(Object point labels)
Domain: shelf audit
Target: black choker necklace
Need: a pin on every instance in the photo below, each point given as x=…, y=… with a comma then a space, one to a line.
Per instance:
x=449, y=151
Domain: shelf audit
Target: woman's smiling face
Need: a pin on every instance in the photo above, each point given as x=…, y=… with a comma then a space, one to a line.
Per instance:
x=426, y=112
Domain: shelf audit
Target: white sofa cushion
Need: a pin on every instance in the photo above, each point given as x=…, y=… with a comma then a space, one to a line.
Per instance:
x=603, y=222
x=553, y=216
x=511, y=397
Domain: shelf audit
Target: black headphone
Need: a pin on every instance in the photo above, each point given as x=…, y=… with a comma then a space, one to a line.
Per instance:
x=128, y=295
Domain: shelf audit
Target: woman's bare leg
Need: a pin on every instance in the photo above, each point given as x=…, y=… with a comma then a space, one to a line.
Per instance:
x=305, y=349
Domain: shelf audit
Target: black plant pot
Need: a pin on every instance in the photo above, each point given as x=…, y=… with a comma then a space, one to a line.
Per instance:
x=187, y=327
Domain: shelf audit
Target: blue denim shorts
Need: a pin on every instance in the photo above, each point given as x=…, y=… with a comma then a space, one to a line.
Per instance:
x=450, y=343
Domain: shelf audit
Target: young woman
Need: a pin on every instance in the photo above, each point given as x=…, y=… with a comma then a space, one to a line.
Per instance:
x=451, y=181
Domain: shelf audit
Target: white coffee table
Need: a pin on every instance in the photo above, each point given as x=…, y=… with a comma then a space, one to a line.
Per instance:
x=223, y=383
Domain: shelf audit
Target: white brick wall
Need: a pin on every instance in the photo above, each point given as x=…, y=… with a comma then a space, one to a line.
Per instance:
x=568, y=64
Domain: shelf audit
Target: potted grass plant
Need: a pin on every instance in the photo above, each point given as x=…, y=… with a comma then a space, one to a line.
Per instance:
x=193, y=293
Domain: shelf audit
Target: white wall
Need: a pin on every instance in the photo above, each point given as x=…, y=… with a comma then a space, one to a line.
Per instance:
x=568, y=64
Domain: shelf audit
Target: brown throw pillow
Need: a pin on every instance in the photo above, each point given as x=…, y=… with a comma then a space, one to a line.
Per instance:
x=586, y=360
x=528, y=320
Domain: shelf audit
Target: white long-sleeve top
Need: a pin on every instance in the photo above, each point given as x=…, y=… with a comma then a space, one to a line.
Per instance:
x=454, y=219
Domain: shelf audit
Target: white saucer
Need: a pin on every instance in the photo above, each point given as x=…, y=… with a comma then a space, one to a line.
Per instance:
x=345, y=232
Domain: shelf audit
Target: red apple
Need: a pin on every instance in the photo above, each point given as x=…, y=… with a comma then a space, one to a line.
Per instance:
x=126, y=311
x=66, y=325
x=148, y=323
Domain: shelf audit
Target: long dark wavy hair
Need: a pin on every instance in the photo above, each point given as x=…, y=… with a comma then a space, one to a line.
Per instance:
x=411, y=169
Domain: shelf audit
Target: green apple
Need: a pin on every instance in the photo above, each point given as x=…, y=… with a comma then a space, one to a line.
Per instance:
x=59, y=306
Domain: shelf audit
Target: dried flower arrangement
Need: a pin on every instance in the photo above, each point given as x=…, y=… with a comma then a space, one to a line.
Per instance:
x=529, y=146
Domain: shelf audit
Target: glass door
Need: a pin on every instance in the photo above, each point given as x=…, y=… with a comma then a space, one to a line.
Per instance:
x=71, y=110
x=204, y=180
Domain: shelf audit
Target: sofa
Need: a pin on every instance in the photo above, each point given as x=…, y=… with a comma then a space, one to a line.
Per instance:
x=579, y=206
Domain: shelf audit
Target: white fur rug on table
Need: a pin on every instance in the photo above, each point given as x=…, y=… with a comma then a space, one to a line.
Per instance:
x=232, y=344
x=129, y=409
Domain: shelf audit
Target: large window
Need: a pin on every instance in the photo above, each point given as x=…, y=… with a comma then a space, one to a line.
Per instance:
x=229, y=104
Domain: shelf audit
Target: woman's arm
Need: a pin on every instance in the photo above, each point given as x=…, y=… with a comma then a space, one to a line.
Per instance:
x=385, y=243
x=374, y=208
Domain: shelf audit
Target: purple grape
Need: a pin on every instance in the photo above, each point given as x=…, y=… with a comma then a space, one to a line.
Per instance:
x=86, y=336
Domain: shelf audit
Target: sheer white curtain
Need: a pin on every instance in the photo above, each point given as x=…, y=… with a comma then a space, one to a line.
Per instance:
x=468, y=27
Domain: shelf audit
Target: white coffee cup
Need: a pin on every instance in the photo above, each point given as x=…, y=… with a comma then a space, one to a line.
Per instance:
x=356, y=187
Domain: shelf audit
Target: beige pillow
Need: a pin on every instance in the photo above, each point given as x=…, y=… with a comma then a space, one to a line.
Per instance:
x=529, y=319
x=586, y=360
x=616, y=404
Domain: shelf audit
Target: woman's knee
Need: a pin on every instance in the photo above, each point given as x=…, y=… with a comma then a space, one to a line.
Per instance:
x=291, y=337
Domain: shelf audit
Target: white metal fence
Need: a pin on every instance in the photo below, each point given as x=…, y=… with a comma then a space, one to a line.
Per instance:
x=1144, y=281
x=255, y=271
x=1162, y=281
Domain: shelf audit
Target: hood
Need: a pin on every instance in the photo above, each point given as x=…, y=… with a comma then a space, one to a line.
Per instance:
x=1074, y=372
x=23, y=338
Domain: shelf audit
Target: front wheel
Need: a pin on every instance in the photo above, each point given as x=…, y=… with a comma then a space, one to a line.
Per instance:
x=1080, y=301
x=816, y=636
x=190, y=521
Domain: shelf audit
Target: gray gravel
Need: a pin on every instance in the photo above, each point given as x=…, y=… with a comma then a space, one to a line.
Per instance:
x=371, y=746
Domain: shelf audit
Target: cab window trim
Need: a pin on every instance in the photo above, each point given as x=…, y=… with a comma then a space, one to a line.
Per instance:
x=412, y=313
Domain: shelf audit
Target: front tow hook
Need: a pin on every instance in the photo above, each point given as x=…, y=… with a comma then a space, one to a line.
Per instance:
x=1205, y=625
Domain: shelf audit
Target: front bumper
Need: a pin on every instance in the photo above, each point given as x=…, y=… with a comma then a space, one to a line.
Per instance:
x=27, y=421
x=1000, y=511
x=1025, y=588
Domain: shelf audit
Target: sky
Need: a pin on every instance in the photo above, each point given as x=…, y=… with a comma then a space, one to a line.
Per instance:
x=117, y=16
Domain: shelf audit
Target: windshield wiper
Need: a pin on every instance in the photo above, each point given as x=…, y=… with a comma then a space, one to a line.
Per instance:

◆ Task instructions ◆
List each line of the records above that contains the word "pillow". Case counts.

◆ Problem solution ◆
Target: brown throw pillow
Target: beige pillow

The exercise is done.